### Exercise input
________________
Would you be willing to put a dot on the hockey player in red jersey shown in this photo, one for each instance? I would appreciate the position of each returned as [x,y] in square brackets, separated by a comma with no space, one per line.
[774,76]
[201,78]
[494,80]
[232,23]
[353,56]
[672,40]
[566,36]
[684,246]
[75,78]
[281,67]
________________
### What you have to do
Each entry above needs to be retyped exactly as it appears.

### Completed task
Would you be willing to put a dot on the hockey player in red jersey shown in this photo, one for each instance? I would appreciate the position of each returned as [x,y] in square brackets, separated by a comma with no space, one per line.
[774,76]
[201,78]
[494,80]
[232,23]
[353,56]
[672,40]
[566,36]
[684,246]
[75,78]
[281,67]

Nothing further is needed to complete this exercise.